Texte source »

+ + + + + + +

Focus
01/06/2011

Essais croisés

Le Comité éthique et cancer

La présidence du Comité éthique et cancer a été saisie par M. Bernard Delorme (Afssaps) à propos des conditions dans lesquelles il convient de mener des essais thérapeutiques préliminaires à l’aide de molécules a priori d’une certaine toxicité, destinées à combattre des maladies cancéreuses ou auto-immunes.
Est particulièrement posée la question de l’administration des doses maximales et de la conduite d’un essai sur un malade atteint d’une autre affection que celle initialement concernée par le médicament testé.

Le principe dominant à prendre en compte dans l’étude de la légitimité des essais cliniques est le rapport bénéfice/risque. Il dérive directement du Code de Nuremberg de 1947 et, depuis la transposition de la directive européenne du 4 avril 2001, a remplacé en France la notion des recherches avec et sans bénéfices directs dont traitait la loi Huriet.
Selon ce principe, un essai de phase 1 sur un volontaire sain doit exclure tout risque anticipé, ce qui n’est pas le cas des chimiothérapies anticancéreuses ou immunosuppressives. Par ailleurs, il faut rappeler que les phases 1 n’ont pas pour but de vérifier l’efficacité d’un produit mais uniquement son innocuité et certains de ses effets biologiques. Pour toutes ces raisons, les phases 1 n’existent en fait quasiment pas dans le domaine de la cancérologie, les essais étant par principe des phases 1/2 qui à la fois poursuivent les buts d’un essai de phase 1 et évaluent un effet thérapeutique espéré, comme dans les essais de phase 2. Dans ce contexte, un essai de phase 1/2 peut comporter l’administration des doses maximales puisque le bénéfice escompté peut apparaître justifier le risque pris.
En revanche, un essai croisé est difficile à justifier à l’aune de ces principes éthiques, à moins que la molécule testée pour une première indication apparaisse, selon des arguments explicites, pouvoir être efficace dans une seconde indication, sur laquelle elle est alors testée à nouveau. Par exemple, un antitumoral testé en phase 1/2 peut constituer un potentiel immunosuppresseur d’intérêt et être testé dans le cadre d’un essai de phase 1/2 chez des patients atteints de formes avancées de maladies auto-immunes.
En revanche, réaliser une vraie phase 1 (c’est-à-dire sans rechercher une efficacité de la molécule) d’un produit anticancéreux dans une maladie différente n’apparaît pas pouvoir être justifié selon les critères éthiques. En effet, dans ce cas, les risques d’aggravation de l’état des patients provoquée par l’administration du produit à dose maximale ne peuvent être justifiés par une efficacité espérée de celui-ci.

+ + + + + + +

Tâches à réaliser »
a. Traduisez en anglais cette phrase du texte source sur les essais croisés : « Le principe dominant à prendre en compte dans l’étude de la légitimité des essais cliniques est le rapport bénéfice/risque. »
b. D’après le texte source sur les essais croisés, de quoi dérive directement le principe du rapport bénéfice/risque ?

+ + + + + + +

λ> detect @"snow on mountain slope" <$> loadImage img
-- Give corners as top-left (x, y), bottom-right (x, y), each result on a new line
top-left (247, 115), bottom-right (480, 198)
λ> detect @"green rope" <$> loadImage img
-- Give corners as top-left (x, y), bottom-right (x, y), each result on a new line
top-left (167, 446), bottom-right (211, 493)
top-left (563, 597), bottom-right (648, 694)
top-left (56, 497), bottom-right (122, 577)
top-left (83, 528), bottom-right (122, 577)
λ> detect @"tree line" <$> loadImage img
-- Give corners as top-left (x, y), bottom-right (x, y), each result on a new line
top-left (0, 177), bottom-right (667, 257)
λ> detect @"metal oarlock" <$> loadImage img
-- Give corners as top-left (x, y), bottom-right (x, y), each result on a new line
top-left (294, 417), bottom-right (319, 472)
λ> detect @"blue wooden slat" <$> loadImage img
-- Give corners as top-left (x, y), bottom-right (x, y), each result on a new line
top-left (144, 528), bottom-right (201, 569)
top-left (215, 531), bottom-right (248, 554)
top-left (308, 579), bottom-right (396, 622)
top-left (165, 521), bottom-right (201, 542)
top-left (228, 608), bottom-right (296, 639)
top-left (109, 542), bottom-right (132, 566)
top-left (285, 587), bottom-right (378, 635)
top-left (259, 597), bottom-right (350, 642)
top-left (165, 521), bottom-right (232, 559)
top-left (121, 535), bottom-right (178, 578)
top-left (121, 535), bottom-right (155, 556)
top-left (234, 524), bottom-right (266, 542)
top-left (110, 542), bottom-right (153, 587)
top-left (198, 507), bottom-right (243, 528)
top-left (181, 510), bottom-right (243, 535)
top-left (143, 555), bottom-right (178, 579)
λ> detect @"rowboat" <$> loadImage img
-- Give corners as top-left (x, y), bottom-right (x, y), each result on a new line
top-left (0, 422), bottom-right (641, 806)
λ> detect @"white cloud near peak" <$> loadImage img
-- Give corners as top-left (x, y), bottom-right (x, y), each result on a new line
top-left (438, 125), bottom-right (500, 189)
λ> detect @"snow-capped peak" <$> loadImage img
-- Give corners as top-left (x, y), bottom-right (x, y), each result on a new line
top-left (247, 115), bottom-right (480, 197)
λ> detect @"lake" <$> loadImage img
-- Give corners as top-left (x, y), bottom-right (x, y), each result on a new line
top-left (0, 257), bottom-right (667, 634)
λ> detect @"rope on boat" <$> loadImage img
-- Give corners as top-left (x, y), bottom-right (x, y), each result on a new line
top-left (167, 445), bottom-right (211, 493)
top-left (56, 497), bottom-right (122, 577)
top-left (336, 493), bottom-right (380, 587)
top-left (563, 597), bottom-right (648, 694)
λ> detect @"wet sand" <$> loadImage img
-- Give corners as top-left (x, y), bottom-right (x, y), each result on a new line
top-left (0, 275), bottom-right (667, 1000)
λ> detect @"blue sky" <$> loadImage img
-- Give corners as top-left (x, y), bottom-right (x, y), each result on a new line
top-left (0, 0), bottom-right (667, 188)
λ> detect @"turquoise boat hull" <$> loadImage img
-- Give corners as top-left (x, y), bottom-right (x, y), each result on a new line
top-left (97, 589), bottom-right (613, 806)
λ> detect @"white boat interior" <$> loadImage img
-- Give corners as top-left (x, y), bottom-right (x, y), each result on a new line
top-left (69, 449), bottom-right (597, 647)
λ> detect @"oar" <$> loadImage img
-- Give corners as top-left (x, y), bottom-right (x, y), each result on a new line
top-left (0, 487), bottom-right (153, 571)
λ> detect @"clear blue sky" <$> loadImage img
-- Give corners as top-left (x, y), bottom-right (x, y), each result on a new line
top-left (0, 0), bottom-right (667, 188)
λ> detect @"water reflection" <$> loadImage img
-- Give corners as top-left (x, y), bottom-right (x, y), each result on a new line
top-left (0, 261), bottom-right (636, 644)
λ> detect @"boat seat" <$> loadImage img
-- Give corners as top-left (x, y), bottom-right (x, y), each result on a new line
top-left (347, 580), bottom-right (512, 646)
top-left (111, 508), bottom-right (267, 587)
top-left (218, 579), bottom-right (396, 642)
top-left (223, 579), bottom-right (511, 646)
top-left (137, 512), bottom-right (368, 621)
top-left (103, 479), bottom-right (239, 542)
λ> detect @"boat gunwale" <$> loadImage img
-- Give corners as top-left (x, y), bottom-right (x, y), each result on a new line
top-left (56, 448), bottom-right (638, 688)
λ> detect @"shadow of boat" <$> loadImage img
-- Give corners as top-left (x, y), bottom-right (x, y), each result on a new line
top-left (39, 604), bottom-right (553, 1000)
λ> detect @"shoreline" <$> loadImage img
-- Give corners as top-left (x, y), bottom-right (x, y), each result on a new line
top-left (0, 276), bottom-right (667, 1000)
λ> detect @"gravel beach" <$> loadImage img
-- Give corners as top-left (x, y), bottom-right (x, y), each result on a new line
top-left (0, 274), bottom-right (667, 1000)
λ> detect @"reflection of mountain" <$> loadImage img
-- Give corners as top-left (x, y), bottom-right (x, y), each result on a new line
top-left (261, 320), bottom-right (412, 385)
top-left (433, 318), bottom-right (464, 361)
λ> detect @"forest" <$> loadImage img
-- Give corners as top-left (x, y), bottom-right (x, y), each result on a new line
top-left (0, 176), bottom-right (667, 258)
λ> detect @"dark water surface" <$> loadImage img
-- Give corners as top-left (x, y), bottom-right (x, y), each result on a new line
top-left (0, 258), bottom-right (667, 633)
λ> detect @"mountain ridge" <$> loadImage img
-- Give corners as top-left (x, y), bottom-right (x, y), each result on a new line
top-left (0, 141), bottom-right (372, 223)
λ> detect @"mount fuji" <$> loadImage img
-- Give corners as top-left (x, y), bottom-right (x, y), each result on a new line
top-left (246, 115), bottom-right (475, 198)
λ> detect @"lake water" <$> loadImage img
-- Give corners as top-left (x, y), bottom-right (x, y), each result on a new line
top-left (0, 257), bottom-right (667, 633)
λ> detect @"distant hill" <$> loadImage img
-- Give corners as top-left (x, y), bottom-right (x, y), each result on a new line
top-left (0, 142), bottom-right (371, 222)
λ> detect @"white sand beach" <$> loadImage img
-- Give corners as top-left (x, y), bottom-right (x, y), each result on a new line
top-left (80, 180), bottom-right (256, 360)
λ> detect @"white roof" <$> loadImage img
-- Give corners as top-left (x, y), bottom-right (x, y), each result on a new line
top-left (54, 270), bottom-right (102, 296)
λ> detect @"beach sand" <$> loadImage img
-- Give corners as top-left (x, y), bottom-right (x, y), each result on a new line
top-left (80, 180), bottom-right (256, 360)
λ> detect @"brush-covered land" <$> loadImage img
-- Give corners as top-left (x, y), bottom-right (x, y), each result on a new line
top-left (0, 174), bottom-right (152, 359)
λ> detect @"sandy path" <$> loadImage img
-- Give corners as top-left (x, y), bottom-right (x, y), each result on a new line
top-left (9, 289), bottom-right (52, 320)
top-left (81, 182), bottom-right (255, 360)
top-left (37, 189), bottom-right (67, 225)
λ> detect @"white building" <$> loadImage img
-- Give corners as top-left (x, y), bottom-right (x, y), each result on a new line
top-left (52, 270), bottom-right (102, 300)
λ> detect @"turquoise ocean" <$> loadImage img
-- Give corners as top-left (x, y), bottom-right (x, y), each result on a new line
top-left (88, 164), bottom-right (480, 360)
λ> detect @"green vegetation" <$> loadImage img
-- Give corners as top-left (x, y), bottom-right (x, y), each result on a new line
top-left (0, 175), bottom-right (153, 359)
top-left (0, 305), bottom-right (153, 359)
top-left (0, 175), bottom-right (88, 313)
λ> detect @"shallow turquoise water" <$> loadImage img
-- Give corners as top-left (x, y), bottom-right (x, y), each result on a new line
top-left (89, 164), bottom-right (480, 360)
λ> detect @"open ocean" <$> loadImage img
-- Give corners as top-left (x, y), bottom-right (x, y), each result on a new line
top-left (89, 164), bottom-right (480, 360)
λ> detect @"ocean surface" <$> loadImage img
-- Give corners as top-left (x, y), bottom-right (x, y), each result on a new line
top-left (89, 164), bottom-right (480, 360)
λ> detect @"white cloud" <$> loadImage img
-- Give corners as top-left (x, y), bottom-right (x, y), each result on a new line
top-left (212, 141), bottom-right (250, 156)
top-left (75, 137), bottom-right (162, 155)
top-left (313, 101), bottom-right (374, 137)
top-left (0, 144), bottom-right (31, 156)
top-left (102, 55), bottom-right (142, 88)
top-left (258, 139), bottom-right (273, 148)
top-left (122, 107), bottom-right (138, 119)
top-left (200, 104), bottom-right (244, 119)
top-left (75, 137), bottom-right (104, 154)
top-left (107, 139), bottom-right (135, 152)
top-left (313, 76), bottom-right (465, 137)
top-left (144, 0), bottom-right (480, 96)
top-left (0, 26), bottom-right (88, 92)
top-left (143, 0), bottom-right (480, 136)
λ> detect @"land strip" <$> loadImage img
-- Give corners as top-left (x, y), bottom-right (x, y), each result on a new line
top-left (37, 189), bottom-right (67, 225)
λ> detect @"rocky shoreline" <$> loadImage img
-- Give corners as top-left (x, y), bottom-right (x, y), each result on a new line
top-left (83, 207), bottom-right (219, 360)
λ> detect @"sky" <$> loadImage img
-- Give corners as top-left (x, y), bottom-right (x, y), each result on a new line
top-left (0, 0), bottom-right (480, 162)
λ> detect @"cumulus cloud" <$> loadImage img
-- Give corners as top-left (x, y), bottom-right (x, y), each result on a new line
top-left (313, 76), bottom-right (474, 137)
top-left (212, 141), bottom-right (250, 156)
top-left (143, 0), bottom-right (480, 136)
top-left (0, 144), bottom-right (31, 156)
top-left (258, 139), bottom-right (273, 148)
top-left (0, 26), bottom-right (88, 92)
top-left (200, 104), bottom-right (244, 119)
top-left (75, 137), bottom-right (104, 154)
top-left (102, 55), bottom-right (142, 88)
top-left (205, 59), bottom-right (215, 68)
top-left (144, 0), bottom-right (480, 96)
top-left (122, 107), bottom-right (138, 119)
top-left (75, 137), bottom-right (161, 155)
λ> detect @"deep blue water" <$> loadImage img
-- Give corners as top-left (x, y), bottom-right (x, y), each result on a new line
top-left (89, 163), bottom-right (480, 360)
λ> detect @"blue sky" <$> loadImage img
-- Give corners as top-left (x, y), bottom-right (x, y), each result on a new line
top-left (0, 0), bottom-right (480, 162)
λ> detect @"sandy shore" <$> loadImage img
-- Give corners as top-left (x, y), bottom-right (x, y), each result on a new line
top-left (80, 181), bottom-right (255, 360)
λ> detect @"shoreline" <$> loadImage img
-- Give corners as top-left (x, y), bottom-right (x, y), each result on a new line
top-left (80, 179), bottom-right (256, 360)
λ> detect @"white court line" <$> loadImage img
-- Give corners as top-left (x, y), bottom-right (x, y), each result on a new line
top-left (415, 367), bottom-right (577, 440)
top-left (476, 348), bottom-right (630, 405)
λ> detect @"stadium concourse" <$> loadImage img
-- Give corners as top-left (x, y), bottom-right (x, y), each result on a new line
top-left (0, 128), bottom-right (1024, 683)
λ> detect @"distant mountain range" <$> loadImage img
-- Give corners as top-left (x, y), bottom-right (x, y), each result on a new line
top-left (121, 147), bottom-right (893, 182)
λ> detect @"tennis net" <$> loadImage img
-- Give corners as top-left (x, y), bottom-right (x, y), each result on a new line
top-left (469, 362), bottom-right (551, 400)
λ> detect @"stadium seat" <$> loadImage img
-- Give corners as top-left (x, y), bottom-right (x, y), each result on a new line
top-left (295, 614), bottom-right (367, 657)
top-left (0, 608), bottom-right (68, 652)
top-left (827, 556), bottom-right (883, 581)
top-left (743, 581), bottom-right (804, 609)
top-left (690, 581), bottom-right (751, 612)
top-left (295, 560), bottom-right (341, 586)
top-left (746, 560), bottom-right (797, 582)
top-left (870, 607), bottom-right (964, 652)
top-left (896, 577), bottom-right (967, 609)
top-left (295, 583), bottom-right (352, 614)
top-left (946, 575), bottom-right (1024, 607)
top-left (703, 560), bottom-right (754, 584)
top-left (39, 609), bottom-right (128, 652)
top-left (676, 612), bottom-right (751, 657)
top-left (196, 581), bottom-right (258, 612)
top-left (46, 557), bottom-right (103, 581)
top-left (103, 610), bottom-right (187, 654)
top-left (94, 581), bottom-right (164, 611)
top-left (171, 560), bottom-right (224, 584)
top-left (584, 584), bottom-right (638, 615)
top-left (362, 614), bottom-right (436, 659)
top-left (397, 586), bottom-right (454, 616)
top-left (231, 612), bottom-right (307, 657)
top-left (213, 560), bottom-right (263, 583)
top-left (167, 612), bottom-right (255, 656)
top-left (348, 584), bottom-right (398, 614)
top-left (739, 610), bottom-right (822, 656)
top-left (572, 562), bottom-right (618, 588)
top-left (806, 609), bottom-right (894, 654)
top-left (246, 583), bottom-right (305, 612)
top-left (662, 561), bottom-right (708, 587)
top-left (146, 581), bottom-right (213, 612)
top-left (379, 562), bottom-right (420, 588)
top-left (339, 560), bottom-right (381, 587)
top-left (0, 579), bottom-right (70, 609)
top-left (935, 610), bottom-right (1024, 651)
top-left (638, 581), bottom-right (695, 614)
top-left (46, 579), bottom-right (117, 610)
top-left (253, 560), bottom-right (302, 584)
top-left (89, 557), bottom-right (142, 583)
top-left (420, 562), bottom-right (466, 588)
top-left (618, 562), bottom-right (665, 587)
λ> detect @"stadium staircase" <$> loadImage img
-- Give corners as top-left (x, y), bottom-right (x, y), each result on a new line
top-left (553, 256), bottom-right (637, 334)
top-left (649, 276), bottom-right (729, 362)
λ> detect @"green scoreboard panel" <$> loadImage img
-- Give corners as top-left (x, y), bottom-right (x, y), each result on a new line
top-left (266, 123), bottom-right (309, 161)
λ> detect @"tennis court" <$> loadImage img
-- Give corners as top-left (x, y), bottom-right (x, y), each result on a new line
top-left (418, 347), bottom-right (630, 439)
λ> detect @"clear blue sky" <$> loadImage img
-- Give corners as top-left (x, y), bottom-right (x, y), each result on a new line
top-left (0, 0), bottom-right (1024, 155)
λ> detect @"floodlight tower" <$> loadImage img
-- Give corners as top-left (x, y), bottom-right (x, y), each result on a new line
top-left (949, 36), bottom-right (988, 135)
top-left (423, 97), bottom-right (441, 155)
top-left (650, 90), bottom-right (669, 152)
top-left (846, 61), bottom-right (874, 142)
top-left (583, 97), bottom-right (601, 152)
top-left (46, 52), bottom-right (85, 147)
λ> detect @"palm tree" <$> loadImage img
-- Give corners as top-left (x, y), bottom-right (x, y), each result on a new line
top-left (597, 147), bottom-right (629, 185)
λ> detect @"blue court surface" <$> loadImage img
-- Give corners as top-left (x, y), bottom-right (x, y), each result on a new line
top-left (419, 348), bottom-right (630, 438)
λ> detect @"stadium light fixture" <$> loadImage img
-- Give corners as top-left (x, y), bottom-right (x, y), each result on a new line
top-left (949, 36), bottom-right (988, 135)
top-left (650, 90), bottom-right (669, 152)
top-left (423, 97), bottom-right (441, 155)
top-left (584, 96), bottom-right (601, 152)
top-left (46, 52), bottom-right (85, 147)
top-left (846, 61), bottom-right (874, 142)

+ + + + + + +

Réponses aux tâches »
a. The dominant principle to take into account when studying the legitimacy of clinical trials is the benefit/risk ratio.

b. Du Code de Nuremberg de 1947.